[begin Given data]
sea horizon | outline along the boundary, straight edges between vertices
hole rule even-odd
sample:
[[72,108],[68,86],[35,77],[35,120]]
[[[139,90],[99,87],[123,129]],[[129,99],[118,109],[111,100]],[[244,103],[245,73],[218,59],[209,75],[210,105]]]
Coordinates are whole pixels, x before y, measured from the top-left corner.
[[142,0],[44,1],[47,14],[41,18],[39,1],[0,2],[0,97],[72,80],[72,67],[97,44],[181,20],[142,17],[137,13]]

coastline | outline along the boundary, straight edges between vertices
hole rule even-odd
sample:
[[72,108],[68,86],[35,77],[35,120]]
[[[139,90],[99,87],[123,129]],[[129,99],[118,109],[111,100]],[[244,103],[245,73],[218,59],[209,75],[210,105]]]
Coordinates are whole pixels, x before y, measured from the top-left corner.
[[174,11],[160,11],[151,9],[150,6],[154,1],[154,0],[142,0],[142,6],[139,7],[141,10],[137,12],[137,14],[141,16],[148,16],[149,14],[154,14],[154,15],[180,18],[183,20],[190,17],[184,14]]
[end Given data]
[begin Given data]
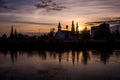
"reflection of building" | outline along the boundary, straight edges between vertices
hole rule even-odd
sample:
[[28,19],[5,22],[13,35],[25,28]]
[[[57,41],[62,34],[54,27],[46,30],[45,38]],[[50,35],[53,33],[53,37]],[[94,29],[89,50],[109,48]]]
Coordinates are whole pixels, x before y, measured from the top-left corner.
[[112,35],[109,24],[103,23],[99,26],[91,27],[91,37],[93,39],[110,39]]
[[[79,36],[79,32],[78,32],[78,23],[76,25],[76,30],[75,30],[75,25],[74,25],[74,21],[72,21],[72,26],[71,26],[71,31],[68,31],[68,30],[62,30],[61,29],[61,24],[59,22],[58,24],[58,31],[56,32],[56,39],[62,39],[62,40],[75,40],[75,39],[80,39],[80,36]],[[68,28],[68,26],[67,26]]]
[end Given data]
[begin Given data]
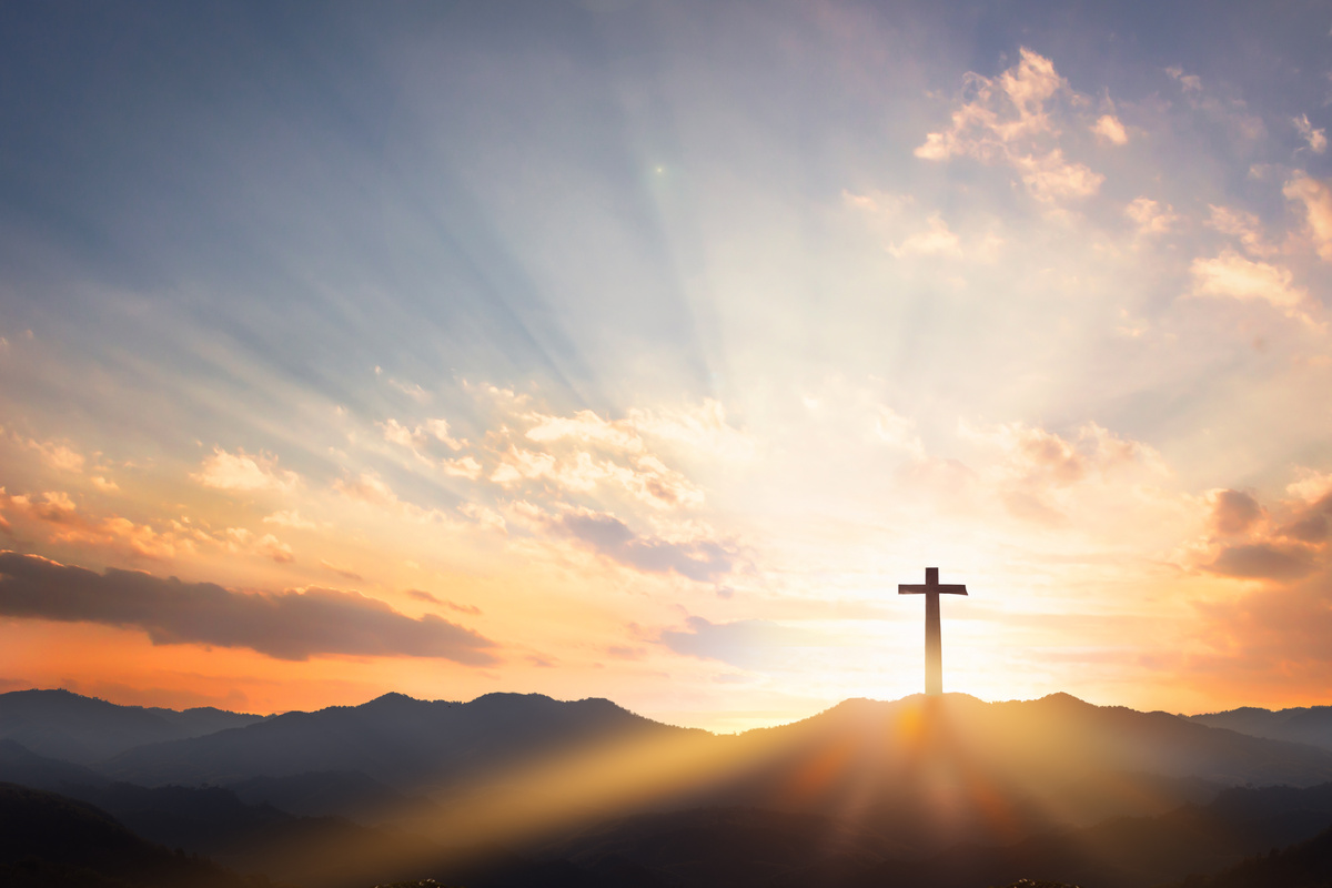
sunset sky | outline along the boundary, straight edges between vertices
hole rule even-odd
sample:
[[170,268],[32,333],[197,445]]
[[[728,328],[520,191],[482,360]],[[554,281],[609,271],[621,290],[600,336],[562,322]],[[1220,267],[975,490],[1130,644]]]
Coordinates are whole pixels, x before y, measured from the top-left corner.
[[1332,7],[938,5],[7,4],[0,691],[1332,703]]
[end Given data]
== Given task ==
Starting at the line containing "sunset sky |" and ending at the line containing "[[1332,7],[938,5],[7,4],[0,691],[1332,703]]", with both of those lines included, lay out those lines as a numbered list. Leave out any blank lines.

== Task answer ==
1. sunset sky | outline along the boundary, straight edges between vertices
2. hole rule even-odd
3. sample:
4. [[170,268],[32,333],[197,445]]
5. [[[728,328],[520,191],[482,360]],[[554,281],[609,271],[621,290],[600,336],[562,322]],[[1220,267],[975,490],[1130,644]]]
6. Coordinates are whole pixels, x before y, measured from the top-left corner.
7. [[1332,7],[938,5],[7,4],[0,691],[1332,703]]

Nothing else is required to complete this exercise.